** Excerpt provided **
LAMBRO: Hiding the real jobs peril

Tax hikes and budget cuts to hit hard at year’s end

We heard some real whoppers in this year’s campaign, but the biggest of them all was President Obama’s wildly exaggerated jobs claim.

Let’s review this one for historical accuracy, because millions of voters swallowed it hook, line and sinker as he repeated it throughout his campaign as the honest-to-God gospel truth — even after his bogus jobs number was shot down by reporters and economists alike: “Over the last 31/2 years, we have focused on righting the ship, making sure that we didn’t slip into a depression, saving an auto industry, creating 4.5 million new jobs, getting health care done, helping young people go to college,” Mr. Obama said.

But Washington Post Fact Checker Glenn Kessler said the president’s 4.5 million new jobs claim was misleading at best and, others said, flat-out false when you learn the tricky way he came up with his figure. Here’s what Mr. Kessler wrote:

“The president loves this jobs figure. But it is quite misleading because it refers to private-sector jobs, not all jobs, and because it is based on a date (February 2010) that puts the president’s jobs record in the best possible light,” he wrote this summer.

“The total number of jobs — private and government — created in the U.S. from February 2010 is 4 million,” he added.

However, Mr. Obama’s “job growth number is still negative if you start counting from the beginning of Obama’s presidency,” the Washington press corps’ ace fact-tracker explained.

“According to the Bureau of Labor Statistics (BLS), job creation in Obama’s entire presidency is plus or minus a few hundred thousand jobs, depending on whether you date his presidency from January or February of 2009. At this point, Obama is on track to have the worst jobs record of any president since World War II,” he said.

Wow, that’s quite a record when you think about it. Even so, millions of Americans who voted for him either believe he created lots of jobs, or it didn’t matter to them one way or the other. These are die-hard Obama supporters who are willing to follow him off the cliff if need be in order to demonstrate their loyalty to a failed presidency.

It’s been said by some of the president’s partisans that we’re in an economic era they call “the new normal.” That is, persistently high unemployment that will likely continue for many years, creating a large, permanent, jobless class, as we’ve long seen in Europe where the unemployment rate is now 11.6 percent.

As in Europe, though, the real U.S. unemployment rate is much higher than the average rate that the feds hand out on the first Friday of each month.

** Provided material **
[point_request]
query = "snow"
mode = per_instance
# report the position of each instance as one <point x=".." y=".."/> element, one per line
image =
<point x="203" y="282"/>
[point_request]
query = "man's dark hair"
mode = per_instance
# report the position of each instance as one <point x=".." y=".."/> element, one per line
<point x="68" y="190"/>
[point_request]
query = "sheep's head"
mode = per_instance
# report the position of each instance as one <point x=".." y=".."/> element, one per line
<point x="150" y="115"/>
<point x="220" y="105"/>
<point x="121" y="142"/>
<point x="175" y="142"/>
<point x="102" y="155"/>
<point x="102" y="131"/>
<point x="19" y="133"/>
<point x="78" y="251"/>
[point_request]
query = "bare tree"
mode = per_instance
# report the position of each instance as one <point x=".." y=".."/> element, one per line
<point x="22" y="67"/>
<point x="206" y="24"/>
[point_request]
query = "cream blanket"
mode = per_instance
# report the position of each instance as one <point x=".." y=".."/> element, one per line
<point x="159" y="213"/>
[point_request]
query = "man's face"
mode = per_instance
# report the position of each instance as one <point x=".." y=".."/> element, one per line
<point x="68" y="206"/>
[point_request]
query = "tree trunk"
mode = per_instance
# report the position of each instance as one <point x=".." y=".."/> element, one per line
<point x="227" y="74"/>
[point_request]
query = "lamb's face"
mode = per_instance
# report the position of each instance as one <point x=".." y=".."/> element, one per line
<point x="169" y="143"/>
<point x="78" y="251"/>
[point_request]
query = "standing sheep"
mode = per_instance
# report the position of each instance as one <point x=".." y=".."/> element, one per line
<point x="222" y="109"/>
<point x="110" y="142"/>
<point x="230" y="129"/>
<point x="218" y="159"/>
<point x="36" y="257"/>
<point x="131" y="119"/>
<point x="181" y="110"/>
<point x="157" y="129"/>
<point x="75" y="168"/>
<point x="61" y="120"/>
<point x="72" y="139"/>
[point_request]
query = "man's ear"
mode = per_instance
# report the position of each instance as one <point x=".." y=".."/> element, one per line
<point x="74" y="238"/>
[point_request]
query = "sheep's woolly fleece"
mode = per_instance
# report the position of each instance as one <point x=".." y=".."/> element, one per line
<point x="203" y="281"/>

** What to do **
A. In the jobs column, what is Europe's current unemployment rate?
B. Repeat the jobs column word for word from "It’s been said" to "now 11.6 percent.".

** Solutions for each task **
A. 11.6 percent

B.
It’s been said by some of the president’s partisans that we’re in an economic era they call “the new normal.” That is, persistently high unemployment that will likely continue for many years, creating a large, permanent, jobless class, as we’ve long seen in Europe where the unemployment rate is now 11.6 percent.